Please set down exactly the lines of the listing below from the line containing "Target: navy blue collared shirt" through the line containing "Target: man's face", both lines included, leaving out all other lines.
═════ Available data
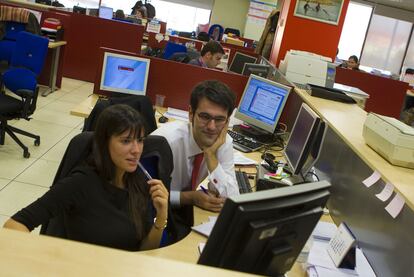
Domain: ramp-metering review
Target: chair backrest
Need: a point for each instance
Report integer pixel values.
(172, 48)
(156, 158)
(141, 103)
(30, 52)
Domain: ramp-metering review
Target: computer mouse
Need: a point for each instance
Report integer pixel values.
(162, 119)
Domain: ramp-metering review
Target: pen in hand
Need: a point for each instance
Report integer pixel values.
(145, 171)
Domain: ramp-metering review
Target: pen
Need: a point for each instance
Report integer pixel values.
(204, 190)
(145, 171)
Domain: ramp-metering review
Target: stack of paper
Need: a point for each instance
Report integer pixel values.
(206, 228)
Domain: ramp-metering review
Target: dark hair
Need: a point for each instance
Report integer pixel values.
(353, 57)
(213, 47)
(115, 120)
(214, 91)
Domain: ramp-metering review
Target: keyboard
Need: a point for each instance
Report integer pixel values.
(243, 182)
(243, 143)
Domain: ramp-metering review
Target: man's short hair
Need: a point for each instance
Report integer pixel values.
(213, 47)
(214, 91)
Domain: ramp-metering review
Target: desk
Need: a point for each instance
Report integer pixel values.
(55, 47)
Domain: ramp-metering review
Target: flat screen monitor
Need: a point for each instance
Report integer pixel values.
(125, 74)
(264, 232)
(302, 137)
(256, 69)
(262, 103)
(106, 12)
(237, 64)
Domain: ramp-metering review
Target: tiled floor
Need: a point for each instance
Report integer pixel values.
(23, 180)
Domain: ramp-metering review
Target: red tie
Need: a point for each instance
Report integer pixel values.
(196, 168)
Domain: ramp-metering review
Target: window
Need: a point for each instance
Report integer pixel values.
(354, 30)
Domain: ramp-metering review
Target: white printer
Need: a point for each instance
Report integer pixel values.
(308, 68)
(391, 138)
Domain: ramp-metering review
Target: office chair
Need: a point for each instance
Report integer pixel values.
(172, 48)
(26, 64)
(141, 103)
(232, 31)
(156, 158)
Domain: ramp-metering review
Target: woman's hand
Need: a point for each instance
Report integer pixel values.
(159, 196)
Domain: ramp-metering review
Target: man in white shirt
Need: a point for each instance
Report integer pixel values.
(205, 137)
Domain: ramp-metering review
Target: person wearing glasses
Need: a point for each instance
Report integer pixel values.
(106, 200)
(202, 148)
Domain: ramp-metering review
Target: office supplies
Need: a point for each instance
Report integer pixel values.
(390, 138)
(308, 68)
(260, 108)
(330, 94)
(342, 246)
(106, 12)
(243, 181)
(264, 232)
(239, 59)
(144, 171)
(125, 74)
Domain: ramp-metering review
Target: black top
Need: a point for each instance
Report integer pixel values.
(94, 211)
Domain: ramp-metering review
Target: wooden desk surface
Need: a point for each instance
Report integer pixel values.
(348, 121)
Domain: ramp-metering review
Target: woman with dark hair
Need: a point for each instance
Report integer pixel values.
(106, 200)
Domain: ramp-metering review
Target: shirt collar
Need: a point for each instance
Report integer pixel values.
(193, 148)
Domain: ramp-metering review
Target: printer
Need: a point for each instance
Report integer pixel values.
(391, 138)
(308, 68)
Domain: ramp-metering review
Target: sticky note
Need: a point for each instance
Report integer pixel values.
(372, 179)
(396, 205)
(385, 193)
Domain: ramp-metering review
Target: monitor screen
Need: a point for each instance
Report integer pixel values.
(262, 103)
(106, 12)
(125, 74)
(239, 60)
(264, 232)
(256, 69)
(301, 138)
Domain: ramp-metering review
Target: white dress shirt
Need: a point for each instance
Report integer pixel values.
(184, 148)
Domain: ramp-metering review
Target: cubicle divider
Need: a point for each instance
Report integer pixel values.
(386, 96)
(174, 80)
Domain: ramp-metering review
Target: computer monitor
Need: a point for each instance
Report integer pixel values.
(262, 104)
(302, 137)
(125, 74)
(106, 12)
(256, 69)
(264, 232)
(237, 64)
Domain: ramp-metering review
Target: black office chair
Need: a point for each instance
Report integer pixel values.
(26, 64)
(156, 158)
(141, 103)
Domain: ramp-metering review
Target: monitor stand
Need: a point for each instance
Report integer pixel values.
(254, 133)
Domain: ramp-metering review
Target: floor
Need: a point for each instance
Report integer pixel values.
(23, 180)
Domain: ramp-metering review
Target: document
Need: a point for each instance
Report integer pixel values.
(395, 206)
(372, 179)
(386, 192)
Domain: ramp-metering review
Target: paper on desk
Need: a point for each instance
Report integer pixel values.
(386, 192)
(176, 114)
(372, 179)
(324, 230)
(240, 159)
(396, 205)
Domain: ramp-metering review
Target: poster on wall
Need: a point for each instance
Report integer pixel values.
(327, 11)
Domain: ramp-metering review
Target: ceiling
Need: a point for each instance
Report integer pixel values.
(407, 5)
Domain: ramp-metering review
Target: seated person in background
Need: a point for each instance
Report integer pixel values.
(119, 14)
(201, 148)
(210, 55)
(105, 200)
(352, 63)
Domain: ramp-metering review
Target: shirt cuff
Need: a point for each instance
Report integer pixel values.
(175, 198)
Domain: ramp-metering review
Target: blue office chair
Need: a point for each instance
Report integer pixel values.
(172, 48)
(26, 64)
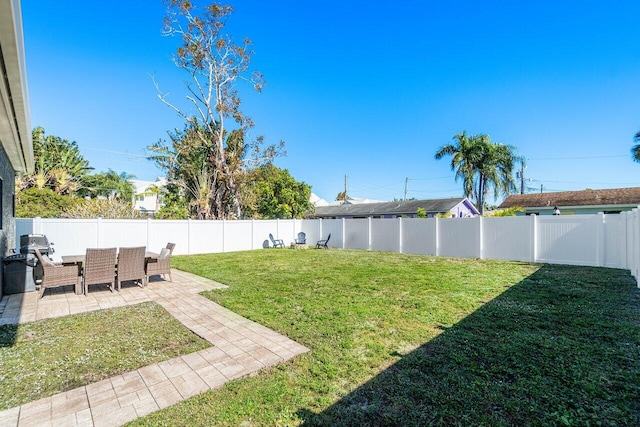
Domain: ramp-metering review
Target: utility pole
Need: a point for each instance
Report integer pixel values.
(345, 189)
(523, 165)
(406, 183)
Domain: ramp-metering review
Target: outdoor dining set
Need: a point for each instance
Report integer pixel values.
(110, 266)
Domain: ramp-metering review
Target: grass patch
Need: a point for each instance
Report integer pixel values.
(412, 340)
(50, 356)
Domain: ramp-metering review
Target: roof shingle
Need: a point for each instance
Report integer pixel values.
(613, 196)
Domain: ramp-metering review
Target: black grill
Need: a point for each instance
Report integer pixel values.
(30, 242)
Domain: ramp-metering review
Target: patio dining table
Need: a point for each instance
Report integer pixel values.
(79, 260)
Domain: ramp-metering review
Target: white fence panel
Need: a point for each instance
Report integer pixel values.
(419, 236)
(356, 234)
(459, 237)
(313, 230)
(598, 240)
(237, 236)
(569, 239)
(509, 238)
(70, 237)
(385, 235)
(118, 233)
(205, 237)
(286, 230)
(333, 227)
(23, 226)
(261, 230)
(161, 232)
══════════
═════ Available data
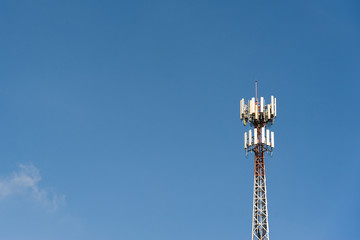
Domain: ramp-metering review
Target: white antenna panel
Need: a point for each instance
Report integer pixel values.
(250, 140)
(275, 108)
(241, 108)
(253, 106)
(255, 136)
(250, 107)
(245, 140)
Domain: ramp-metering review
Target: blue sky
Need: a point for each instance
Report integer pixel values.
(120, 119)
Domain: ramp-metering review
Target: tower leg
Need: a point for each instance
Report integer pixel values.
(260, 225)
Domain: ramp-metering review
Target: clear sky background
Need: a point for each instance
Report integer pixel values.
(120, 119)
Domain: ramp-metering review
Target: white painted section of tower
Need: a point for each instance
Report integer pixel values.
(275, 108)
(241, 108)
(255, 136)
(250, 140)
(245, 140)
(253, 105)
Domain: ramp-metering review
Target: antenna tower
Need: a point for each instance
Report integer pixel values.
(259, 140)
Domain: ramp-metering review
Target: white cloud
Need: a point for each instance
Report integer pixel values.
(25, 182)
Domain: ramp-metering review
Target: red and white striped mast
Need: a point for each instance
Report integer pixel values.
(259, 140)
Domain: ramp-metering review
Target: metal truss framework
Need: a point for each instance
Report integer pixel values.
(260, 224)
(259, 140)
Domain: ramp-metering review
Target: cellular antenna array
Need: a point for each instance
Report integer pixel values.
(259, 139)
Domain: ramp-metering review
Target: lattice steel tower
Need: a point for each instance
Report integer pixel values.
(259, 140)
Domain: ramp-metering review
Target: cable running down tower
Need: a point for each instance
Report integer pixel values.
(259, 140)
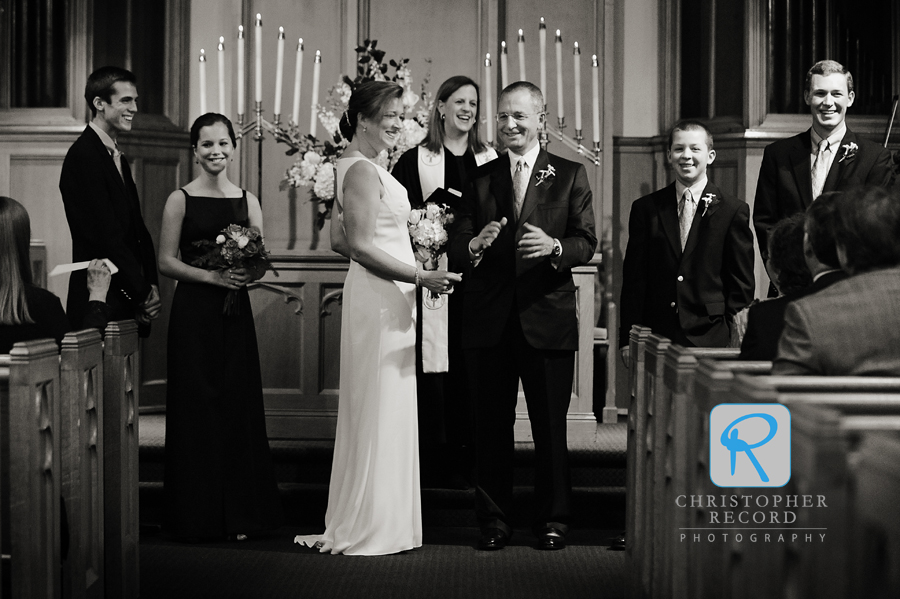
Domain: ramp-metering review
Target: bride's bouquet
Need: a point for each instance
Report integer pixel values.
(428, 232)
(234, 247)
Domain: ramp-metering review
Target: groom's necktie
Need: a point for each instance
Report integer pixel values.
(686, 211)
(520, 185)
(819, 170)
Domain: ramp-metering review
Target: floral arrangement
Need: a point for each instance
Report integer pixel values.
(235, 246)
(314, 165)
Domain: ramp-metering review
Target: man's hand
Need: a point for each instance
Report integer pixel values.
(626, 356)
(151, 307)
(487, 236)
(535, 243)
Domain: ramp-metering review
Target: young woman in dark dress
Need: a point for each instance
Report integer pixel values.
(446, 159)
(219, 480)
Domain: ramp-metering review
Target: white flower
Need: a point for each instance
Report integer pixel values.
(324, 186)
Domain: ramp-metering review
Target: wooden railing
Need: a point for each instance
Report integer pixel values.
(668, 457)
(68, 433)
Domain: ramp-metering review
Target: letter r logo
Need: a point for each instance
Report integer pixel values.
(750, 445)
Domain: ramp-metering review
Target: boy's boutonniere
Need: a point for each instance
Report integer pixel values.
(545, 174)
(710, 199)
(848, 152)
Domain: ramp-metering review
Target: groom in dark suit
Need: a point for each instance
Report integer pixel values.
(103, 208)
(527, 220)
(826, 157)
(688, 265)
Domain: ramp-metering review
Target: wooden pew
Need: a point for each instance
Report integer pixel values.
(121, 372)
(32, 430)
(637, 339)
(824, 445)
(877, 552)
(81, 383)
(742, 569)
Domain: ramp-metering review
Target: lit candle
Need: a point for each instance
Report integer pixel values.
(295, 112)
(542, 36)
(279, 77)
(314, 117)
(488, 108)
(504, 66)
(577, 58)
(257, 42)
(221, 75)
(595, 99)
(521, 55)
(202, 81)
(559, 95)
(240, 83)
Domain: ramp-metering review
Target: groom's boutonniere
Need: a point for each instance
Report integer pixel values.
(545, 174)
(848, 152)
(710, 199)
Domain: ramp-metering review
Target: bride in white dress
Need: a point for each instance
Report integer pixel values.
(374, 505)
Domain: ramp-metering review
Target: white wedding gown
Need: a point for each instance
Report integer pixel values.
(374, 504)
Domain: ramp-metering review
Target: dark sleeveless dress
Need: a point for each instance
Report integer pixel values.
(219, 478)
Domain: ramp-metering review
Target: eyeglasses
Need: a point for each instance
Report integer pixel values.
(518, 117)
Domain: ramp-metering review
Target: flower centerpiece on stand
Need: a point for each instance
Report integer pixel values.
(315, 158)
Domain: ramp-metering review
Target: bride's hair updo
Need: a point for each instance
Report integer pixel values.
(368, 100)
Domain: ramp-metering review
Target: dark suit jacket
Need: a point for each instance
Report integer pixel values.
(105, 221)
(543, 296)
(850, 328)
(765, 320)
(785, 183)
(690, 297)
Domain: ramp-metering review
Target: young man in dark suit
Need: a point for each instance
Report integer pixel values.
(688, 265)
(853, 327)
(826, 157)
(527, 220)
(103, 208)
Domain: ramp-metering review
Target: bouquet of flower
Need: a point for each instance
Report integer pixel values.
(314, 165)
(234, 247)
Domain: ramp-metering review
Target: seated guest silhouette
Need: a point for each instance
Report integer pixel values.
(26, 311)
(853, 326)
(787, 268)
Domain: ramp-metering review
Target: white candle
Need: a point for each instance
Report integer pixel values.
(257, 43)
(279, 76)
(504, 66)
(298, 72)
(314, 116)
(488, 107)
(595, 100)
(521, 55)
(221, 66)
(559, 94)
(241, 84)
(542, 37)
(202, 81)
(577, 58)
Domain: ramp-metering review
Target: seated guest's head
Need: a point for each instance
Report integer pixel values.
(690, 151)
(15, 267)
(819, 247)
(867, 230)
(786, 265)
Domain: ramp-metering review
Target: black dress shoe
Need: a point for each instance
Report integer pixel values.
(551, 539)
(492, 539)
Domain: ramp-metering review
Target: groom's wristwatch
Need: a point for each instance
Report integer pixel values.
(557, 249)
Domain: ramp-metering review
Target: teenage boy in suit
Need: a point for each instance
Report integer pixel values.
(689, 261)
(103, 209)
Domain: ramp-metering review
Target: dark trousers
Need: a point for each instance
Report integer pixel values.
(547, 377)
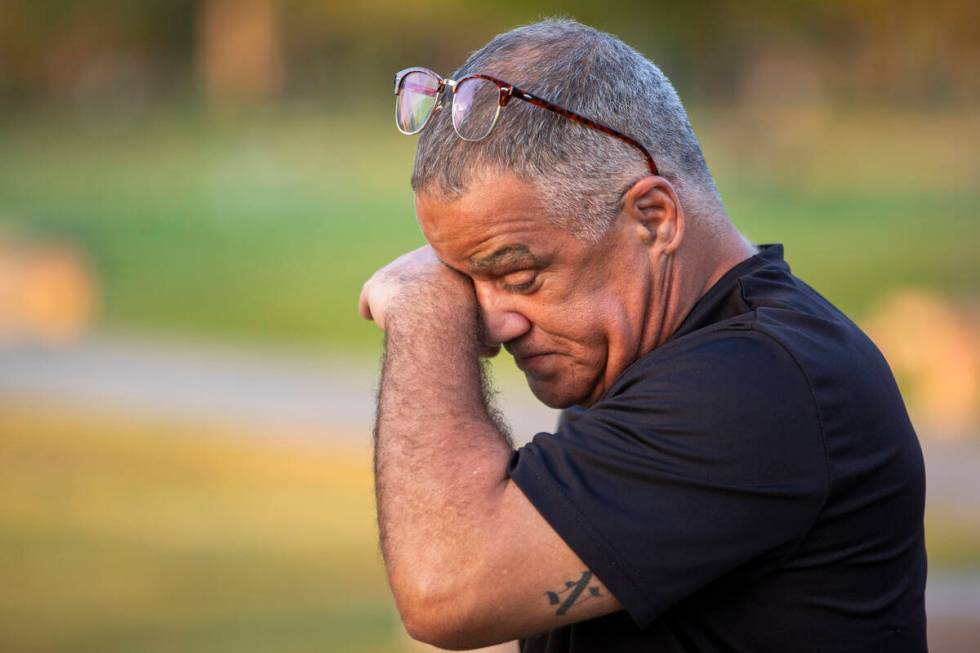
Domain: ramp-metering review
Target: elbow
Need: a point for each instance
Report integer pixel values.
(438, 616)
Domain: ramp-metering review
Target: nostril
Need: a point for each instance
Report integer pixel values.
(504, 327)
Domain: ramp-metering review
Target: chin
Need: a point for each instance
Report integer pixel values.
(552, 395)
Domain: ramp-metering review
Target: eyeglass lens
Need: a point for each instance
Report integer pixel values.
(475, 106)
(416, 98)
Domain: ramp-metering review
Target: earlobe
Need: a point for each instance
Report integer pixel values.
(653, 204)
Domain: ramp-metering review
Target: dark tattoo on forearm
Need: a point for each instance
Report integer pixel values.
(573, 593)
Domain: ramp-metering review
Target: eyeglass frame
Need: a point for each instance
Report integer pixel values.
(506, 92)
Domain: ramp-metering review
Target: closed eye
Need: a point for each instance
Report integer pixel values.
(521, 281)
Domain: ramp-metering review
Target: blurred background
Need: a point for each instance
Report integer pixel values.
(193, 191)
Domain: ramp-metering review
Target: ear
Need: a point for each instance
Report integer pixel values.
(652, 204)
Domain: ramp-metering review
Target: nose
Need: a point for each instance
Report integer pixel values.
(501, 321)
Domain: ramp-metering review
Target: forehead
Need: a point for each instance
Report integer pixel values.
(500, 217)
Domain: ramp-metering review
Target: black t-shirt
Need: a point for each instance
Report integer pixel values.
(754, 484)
══════════
═════ Available data
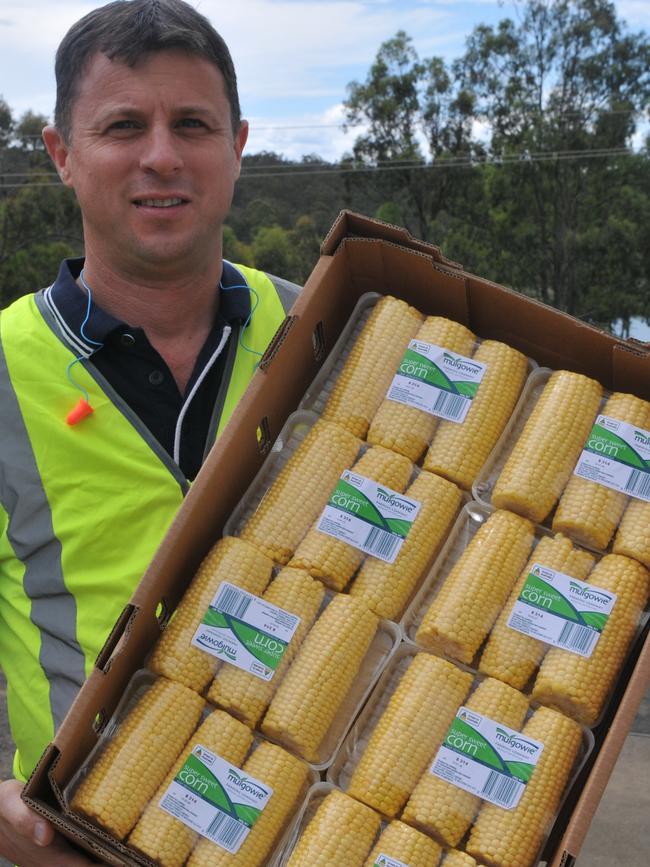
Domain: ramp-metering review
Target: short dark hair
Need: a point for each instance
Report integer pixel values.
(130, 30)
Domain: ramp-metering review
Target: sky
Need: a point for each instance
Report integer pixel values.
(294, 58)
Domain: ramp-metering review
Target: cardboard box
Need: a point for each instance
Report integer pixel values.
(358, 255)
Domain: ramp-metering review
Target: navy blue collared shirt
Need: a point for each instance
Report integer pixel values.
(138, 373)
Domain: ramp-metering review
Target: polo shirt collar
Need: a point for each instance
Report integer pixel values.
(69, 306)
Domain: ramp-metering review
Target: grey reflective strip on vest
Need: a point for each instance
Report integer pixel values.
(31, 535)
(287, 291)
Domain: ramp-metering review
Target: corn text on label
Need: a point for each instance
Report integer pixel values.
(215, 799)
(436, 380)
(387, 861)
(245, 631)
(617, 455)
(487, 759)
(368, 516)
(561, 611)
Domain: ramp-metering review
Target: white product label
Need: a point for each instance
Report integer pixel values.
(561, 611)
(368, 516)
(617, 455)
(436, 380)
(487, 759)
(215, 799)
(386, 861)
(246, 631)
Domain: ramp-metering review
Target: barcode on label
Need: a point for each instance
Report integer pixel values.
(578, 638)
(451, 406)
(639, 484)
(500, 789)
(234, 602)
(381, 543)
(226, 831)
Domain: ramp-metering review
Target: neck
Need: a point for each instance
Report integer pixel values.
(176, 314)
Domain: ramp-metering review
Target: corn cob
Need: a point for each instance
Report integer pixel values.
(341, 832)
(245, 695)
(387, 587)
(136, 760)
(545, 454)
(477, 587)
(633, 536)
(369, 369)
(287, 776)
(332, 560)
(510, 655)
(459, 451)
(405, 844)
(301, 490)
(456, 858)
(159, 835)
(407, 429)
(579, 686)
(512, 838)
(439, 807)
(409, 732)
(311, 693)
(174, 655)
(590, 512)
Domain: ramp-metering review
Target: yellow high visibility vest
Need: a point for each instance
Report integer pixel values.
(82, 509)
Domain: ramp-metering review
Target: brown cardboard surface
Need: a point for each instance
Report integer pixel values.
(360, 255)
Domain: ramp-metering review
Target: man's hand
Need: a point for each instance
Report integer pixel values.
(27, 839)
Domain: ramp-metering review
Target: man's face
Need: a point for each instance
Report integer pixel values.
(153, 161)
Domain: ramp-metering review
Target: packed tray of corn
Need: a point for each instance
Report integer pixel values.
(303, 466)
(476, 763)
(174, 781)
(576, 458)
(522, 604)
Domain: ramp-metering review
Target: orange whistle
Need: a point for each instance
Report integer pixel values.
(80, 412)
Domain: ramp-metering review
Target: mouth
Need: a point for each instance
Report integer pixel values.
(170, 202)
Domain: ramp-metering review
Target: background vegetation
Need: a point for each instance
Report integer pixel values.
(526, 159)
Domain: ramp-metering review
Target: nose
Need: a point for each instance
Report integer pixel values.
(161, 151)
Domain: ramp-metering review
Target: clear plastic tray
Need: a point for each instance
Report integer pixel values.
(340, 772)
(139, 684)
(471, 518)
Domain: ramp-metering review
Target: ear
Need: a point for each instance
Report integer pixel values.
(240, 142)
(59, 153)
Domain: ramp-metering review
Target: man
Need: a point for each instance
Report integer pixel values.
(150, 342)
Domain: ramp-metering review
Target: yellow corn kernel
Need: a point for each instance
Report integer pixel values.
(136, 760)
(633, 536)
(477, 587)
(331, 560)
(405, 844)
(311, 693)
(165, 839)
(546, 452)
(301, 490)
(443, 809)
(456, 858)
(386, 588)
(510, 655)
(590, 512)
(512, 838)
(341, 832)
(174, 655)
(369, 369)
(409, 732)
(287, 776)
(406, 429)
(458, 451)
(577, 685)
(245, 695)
══════════
#### [Solution for this problem]
Target: navy blue collared shirt
Need: a point for each instance
Report integer pixel values.
(138, 373)
Domain: ramp-metering review
Target: polo shirt collar
Need: a point for each instance
Report integer pixel values.
(69, 306)
Domain: ramp-metering review
Target: grey reflective strip on vest
Need: a point for each instance
Report integer pixel values.
(31, 535)
(287, 291)
Domain: ramp-metering review
Target: corn text on label
Need: a point for each instance
Report integer pixel values.
(215, 799)
(436, 380)
(387, 861)
(245, 631)
(617, 455)
(487, 759)
(368, 516)
(561, 611)
Domain: ramp-metering review
Target: white product label
Need: a point for each instance
Report integer pixel values.
(561, 611)
(368, 516)
(617, 455)
(436, 380)
(487, 759)
(215, 799)
(386, 861)
(246, 631)
Domain: ramp-metering review
Target: barcode on label
Need: a point for each instance
Report integer pixel values.
(578, 638)
(451, 406)
(639, 484)
(500, 789)
(234, 602)
(381, 543)
(226, 831)
Domain: ramp-metering review
Target: neck
Need: a point for each instance
Report integer pixel values.
(176, 314)
Domain: ramp-metering review
Target: corn cob
Need: a point for each instance
Report integer pixel values.
(341, 832)
(245, 695)
(387, 587)
(136, 760)
(545, 454)
(477, 587)
(633, 536)
(369, 369)
(287, 776)
(332, 560)
(510, 655)
(459, 451)
(405, 844)
(301, 490)
(456, 858)
(159, 835)
(407, 429)
(579, 686)
(512, 838)
(439, 807)
(409, 732)
(311, 693)
(174, 655)
(590, 512)
Domain: ramp-metering review
Target: yellow high visibility vest
Need: a point for each instance
Report integer pixel values.
(82, 509)
Domain: ramp-metering review
Target: brown cardboard surface
Need: a point for each instance
Report integer pixel values.
(360, 255)
Domain: ramp-metering review
Target: man's hand
Need: a point for each instance
Report integer pixel values.
(27, 839)
Domain: ramp-metering review
Target: man's face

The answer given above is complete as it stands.